What is asked:
a: Please say whether each statement agrees with the passage on the rise of the papacy, answering yes or no and quoting the words that decide it: (i) St Bernard of Clairvaux wrote to the Pope in 1150; (ii) the passage from St Matthew's Gospel refers to the See of Rome; (iii) the Epistola Clementis was addressed to St Peter.
b: Resume the passage on the rise of the papacy, starting right after its last sentence.

Quoted passage:
But neither the papacy’s imperial and apostolic legacy nor its policy of divide
and rule adequately account for the transformation of a local bishop into a papal
emperor. In particular, it does not explain why (as opposed to how) the papacy
should have profited so greatly from its interventions in the power politics of
medieval Europe, nor does it adequately explain why the papacy managed quite
rapidly to expand its power over the Church far beyond the authority accorded to
it by the Roman emperors. The rise of the papacy can only be properly
understood in terms of its early dominance over institutional processes of
ideological production that created and maintained support for its exercise of
power. As St Bernard of Clairvaux wrote perceptively to the Pope in 1150:
‘Your power is not in possessions, but in the hearts of men’ (quoted in Morris,
1972, p. 14).
The expansion of the Christian Church in early modern Europe provided the
institutional basis of papal hegemony. It created a new communications network
capable of transmitting a common ideology throughout western Europe. Rome
could not exploit this network, however, until it had asserted its authority over
(5)
the western Church . During the fourth century, the papacy upgraded the status
accorded to it by the emperors in the east by claiming leadership of the Church
on the basis of scriptural authority. Its claim rested upon a passage in St Matthew’s
Gospel in which Jesus hails St Peter as ‘this rock (upon) which I will build my
church…’ As a title-deed, it left much to be desired, not least because it made no
reference to the See of Rome. The omission was made good, however, by the
production of a spurious letter, the Epistola Clementis, whose author was stated
to be Clement, the first historic bishop of Rome, informing St James of the last
dispositions of St Peter which designated the bishops of Rome as his successors.

Extracted material:
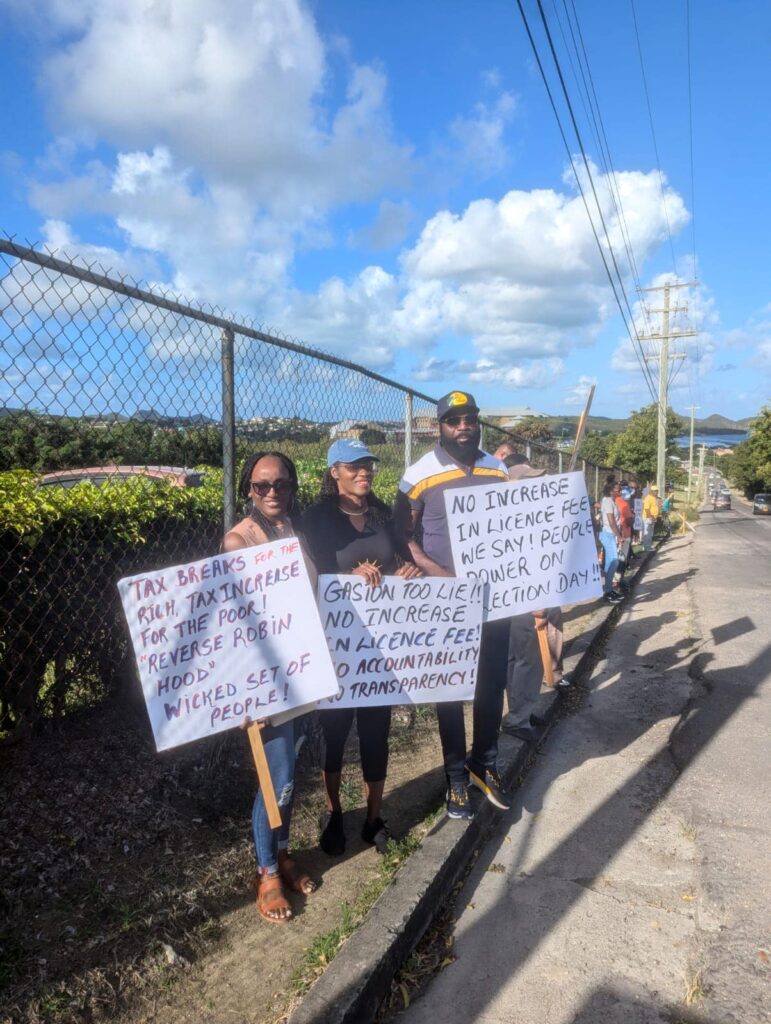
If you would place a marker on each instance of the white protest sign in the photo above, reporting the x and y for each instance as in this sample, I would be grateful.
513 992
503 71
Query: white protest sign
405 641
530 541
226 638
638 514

---

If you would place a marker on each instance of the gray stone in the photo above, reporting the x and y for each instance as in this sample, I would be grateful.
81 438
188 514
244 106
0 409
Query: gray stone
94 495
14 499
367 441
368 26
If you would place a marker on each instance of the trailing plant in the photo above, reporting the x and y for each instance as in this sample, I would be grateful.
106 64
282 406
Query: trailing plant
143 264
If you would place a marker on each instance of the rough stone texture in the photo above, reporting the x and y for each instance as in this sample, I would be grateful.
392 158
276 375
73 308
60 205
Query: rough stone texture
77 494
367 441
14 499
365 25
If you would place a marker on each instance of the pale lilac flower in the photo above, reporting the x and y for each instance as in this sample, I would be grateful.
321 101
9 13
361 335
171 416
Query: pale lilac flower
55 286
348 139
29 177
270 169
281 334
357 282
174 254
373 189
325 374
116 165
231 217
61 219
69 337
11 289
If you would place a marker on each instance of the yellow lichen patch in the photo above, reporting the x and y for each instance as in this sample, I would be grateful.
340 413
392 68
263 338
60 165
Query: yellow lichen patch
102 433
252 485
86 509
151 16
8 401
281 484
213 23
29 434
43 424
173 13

Results for the exercise:
a:
(i) Yes: "As St Bernard of Clairvaux wrote perceptively to the Pope in 1150"
(ii) No: "it made no reference to the See of Rome"
(iii) No: "informing St James of the last dispositions of St Peter"

b:
This was followed by additional forgeries of which the most influential was the
Donation of Constantine, which purported to document how the Emperor
Constantine had formally handed over large, but mostly unspecified, provinces in
the western hemisphere to Pope Silvester; and a collection of canon law called
Pseudo-Isidore, which included fraudulent canons of the early Christian
Councils and equally spurious decrees of early bishops of Rome, representing the
pope as the primate of the early Christian Church. Distinguished early popes
added to this myth-making by proclaiming as fact obviously false stories about
(6)
the development of the early Christian Church . The papacy and its allies thus
set about reinterpreting history—a practice common to all great ideologies,
although in this case conducted with unusual thoroughness by the actual
fabrication of historical sources.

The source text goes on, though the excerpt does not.